<<<<

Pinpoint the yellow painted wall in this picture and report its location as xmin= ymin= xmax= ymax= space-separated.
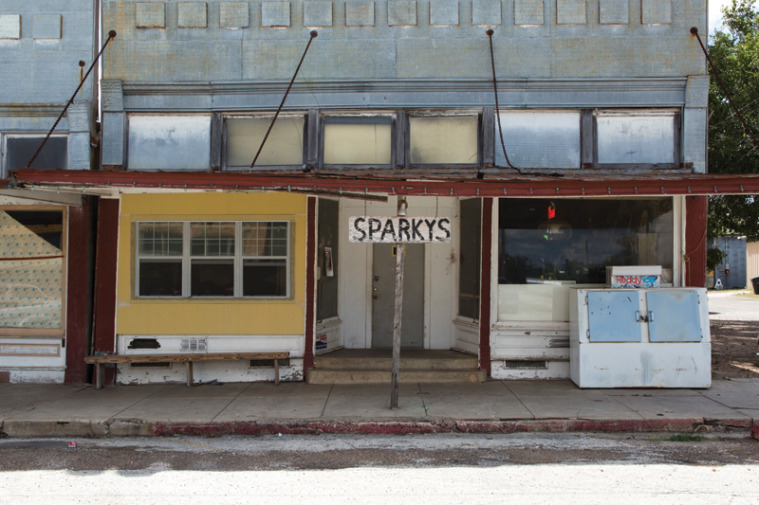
xmin=116 ymin=193 xmax=307 ymax=335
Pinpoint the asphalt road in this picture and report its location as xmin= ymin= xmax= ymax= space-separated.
xmin=709 ymin=291 xmax=759 ymax=321
xmin=0 ymin=432 xmax=759 ymax=505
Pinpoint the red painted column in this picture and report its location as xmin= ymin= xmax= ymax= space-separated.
xmin=303 ymin=197 xmax=316 ymax=370
xmin=480 ymin=198 xmax=494 ymax=377
xmin=92 ymin=199 xmax=120 ymax=383
xmin=64 ymin=196 xmax=92 ymax=383
xmin=685 ymin=196 xmax=708 ymax=288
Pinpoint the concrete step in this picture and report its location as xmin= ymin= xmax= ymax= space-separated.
xmin=315 ymin=354 xmax=477 ymax=372
xmin=306 ymin=368 xmax=487 ymax=384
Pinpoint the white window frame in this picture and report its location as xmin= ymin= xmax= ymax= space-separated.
xmin=134 ymin=219 xmax=292 ymax=300
xmin=221 ymin=111 xmax=311 ymax=172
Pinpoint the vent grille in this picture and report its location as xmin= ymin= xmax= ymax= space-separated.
xmin=505 ymin=360 xmax=548 ymax=370
xmin=180 ymin=338 xmax=208 ymax=352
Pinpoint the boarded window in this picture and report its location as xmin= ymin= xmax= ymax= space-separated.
xmin=495 ymin=111 xmax=580 ymax=168
xmin=0 ymin=209 xmax=64 ymax=330
xmin=595 ymin=112 xmax=676 ymax=165
xmin=323 ymin=117 xmax=393 ymax=166
xmin=316 ymin=198 xmax=339 ymax=321
xmin=409 ymin=116 xmax=479 ymax=165
xmin=226 ymin=116 xmax=305 ymax=168
xmin=4 ymin=136 xmax=68 ymax=174
xmin=128 ymin=115 xmax=211 ymax=170
xmin=498 ymin=198 xmax=674 ymax=284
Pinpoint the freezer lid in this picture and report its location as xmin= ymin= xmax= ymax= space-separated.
xmin=588 ymin=290 xmax=641 ymax=342
xmin=646 ymin=290 xmax=703 ymax=342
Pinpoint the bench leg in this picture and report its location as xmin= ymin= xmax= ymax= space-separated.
xmin=95 ymin=363 xmax=105 ymax=389
xmin=185 ymin=361 xmax=192 ymax=387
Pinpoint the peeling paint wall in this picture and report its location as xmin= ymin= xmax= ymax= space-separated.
xmin=103 ymin=0 xmax=706 ymax=82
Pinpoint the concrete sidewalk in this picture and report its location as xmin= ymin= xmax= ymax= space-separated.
xmin=0 ymin=379 xmax=759 ymax=437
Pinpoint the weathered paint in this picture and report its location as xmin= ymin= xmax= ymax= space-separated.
xmin=684 ymin=196 xmax=707 ymax=288
xmin=117 ymin=193 xmax=307 ymax=335
xmin=17 ymin=170 xmax=759 ymax=199
xmin=92 ymin=199 xmax=119 ymax=384
xmin=64 ymin=196 xmax=93 ymax=383
xmin=103 ymin=0 xmax=707 ymax=82
xmin=480 ymin=198 xmax=493 ymax=376
xmin=348 ymin=216 xmax=451 ymax=244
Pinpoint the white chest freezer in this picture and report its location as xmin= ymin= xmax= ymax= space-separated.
xmin=569 ymin=288 xmax=712 ymax=388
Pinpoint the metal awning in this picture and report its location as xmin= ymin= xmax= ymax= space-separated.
xmin=8 ymin=169 xmax=759 ymax=198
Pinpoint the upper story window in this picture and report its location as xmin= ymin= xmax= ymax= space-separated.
xmin=224 ymin=114 xmax=306 ymax=169
xmin=2 ymin=135 xmax=68 ymax=177
xmin=127 ymin=115 xmax=211 ymax=170
xmin=495 ymin=110 xmax=581 ymax=169
xmin=135 ymin=221 xmax=290 ymax=298
xmin=321 ymin=115 xmax=395 ymax=168
xmin=408 ymin=115 xmax=480 ymax=166
xmin=121 ymin=108 xmax=682 ymax=172
xmin=594 ymin=111 xmax=679 ymax=166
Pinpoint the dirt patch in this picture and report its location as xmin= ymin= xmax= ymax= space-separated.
xmin=710 ymin=321 xmax=759 ymax=379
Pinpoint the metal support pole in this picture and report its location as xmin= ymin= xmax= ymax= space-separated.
xmin=390 ymin=244 xmax=406 ymax=409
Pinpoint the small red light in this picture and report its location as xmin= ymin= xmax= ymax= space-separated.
xmin=548 ymin=203 xmax=556 ymax=219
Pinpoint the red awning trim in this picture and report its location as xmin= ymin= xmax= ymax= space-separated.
xmin=8 ymin=170 xmax=759 ymax=198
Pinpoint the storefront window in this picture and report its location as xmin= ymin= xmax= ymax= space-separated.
xmin=226 ymin=116 xmax=305 ymax=168
xmin=409 ymin=116 xmax=479 ymax=165
xmin=0 ymin=208 xmax=65 ymax=335
xmin=498 ymin=198 xmax=673 ymax=284
xmin=323 ymin=116 xmax=393 ymax=166
xmin=596 ymin=111 xmax=676 ymax=165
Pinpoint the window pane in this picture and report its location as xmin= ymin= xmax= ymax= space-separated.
xmin=409 ymin=116 xmax=479 ymax=165
xmin=139 ymin=259 xmax=182 ymax=296
xmin=190 ymin=223 xmax=235 ymax=256
xmin=138 ymin=223 xmax=182 ymax=256
xmin=5 ymin=136 xmax=68 ymax=174
xmin=226 ymin=116 xmax=305 ymax=167
xmin=129 ymin=116 xmax=211 ymax=170
xmin=498 ymin=198 xmax=674 ymax=284
xmin=190 ymin=259 xmax=235 ymax=296
xmin=596 ymin=113 xmax=675 ymax=164
xmin=316 ymin=198 xmax=340 ymax=321
xmin=242 ymin=221 xmax=288 ymax=256
xmin=495 ymin=111 xmax=580 ymax=168
xmin=242 ymin=259 xmax=287 ymax=296
xmin=324 ymin=118 xmax=392 ymax=165
xmin=0 ymin=210 xmax=64 ymax=329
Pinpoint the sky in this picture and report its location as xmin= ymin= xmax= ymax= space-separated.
xmin=709 ymin=0 xmax=732 ymax=33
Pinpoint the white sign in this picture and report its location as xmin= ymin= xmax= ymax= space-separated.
xmin=348 ymin=216 xmax=451 ymax=243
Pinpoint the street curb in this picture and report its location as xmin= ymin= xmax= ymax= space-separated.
xmin=0 ymin=417 xmax=759 ymax=440
xmin=145 ymin=417 xmax=752 ymax=436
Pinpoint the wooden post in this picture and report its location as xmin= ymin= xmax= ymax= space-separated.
xmin=390 ymin=244 xmax=406 ymax=409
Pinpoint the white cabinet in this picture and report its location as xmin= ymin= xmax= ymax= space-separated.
xmin=569 ymin=288 xmax=711 ymax=388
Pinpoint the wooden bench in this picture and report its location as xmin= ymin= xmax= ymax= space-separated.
xmin=84 ymin=351 xmax=290 ymax=389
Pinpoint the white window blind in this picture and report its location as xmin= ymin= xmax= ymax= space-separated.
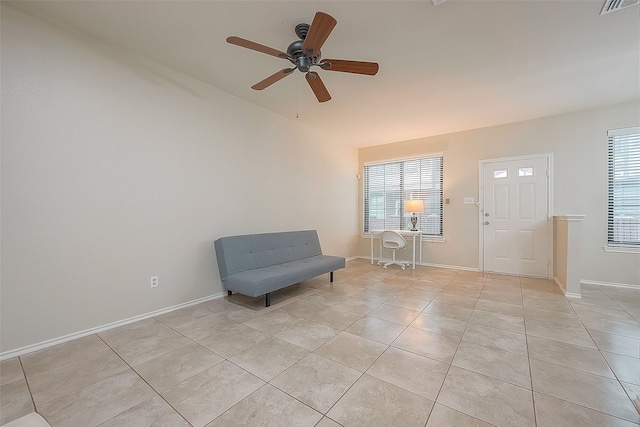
xmin=364 ymin=155 xmax=442 ymax=236
xmin=607 ymin=127 xmax=640 ymax=247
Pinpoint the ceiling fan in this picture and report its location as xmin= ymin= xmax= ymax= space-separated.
xmin=227 ymin=12 xmax=378 ymax=102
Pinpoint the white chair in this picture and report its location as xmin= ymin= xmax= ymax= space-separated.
xmin=378 ymin=230 xmax=409 ymax=270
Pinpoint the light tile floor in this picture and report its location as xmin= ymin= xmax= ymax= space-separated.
xmin=0 ymin=260 xmax=640 ymax=427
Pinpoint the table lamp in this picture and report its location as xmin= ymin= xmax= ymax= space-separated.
xmin=404 ymin=200 xmax=424 ymax=231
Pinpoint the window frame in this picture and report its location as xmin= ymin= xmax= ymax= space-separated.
xmin=361 ymin=153 xmax=444 ymax=237
xmin=604 ymin=126 xmax=640 ymax=253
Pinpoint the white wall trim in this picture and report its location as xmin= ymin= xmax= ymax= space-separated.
xmin=0 ymin=292 xmax=224 ymax=361
xmin=580 ymin=279 xmax=640 ymax=290
xmin=553 ymin=277 xmax=582 ymax=299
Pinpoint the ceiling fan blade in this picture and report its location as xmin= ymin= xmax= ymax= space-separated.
xmin=302 ymin=12 xmax=338 ymax=56
xmin=320 ymin=59 xmax=378 ymax=76
xmin=304 ymin=71 xmax=331 ymax=102
xmin=227 ymin=36 xmax=289 ymax=59
xmin=251 ymin=67 xmax=295 ymax=90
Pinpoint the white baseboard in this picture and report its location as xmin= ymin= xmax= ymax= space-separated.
xmin=0 ymin=292 xmax=224 ymax=361
xmin=580 ymin=280 xmax=640 ymax=290
xmin=553 ymin=277 xmax=582 ymax=299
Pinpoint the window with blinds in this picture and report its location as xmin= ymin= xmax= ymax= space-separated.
xmin=608 ymin=127 xmax=640 ymax=247
xmin=364 ymin=155 xmax=442 ymax=236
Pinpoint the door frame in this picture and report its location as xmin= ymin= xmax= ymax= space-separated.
xmin=478 ymin=153 xmax=553 ymax=279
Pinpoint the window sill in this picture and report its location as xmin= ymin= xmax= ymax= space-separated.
xmin=602 ymin=246 xmax=640 ymax=254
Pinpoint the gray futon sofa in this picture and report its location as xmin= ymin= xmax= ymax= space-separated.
xmin=213 ymin=230 xmax=345 ymax=307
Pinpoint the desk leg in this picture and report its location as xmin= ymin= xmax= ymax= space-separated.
xmin=413 ymin=234 xmax=416 ymax=270
xmin=369 ymin=233 xmax=373 ymax=265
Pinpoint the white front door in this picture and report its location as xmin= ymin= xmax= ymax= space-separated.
xmin=480 ymin=157 xmax=549 ymax=277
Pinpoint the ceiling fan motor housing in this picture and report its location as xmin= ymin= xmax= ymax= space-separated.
xmin=287 ymin=35 xmax=320 ymax=73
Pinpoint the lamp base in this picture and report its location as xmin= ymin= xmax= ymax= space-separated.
xmin=411 ymin=214 xmax=418 ymax=231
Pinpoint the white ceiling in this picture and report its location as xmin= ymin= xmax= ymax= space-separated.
xmin=3 ymin=0 xmax=640 ymax=146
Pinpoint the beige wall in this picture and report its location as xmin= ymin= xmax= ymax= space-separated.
xmin=0 ymin=4 xmax=357 ymax=352
xmin=358 ymin=100 xmax=640 ymax=285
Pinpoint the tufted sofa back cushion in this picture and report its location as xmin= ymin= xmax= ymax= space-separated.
xmin=214 ymin=230 xmax=322 ymax=282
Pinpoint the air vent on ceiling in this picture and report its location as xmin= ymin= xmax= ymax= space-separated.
xmin=600 ymin=0 xmax=640 ymax=15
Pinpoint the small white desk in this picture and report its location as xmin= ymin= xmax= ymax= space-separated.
xmin=369 ymin=230 xmax=422 ymax=270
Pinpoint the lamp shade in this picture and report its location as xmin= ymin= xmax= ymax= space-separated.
xmin=404 ymin=200 xmax=424 ymax=213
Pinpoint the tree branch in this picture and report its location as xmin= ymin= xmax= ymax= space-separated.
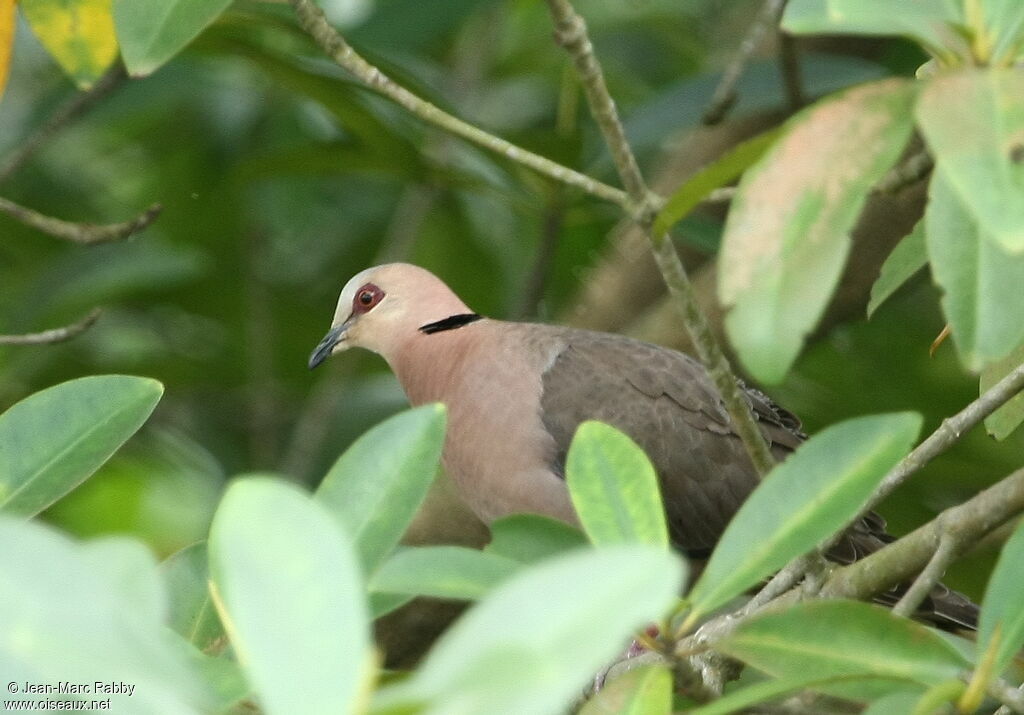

>>>>

» Task statement: Begin at the line that has "Pinpoint the weathered" and stop after the line that has "xmin=710 ymin=321 xmax=759 ymax=379". Write out only those lines again, requests included, shifting every coordinate in the answers up by 139.

» Reply to the exercise:
Pinpoint the weathered paint in this picture and report its location as xmin= ymin= xmax= ymax= space-separated.
xmin=823 ymin=335 xmax=846 ymax=427
xmin=256 ymin=332 xmax=446 ymax=474
xmin=156 ymin=309 xmax=898 ymax=338
xmin=231 ymin=338 xmax=258 ymax=523
xmin=203 ymin=335 xmax=232 ymax=522
xmin=242 ymin=139 xmax=846 ymax=221
xmin=619 ymin=337 xmax=632 ymax=515
xmin=487 ymin=355 xmax=590 ymax=383
Pinpoint the white chest freezer in this picture and report its location as xmin= ymin= xmax= ymax= space-separated.
xmin=708 ymin=427 xmax=851 ymax=527
Pinpoint the metal awning in this picture and report its location as xmin= ymin= xmax= ymax= space-separated.
xmin=147 ymin=308 xmax=898 ymax=337
Pinpoint the upper story window in this picture and report its location as xmin= ymin= xmax= ymax= space-separated.
xmin=363 ymin=253 xmax=445 ymax=308
xmin=141 ymin=274 xmax=207 ymax=316
xmin=266 ymin=254 xmax=350 ymax=309
xmin=634 ymin=249 xmax=720 ymax=308
xmin=274 ymin=360 xmax=429 ymax=437
xmin=460 ymin=254 xmax=534 ymax=307
xmin=547 ymin=254 xmax=619 ymax=305
xmin=260 ymin=247 xmax=821 ymax=311
xmin=733 ymin=250 xmax=818 ymax=305
Pinpoint the dirt patch in this picture and report its location as xmin= ymin= xmax= ymax= space-separated.
xmin=849 ymin=460 xmax=898 ymax=518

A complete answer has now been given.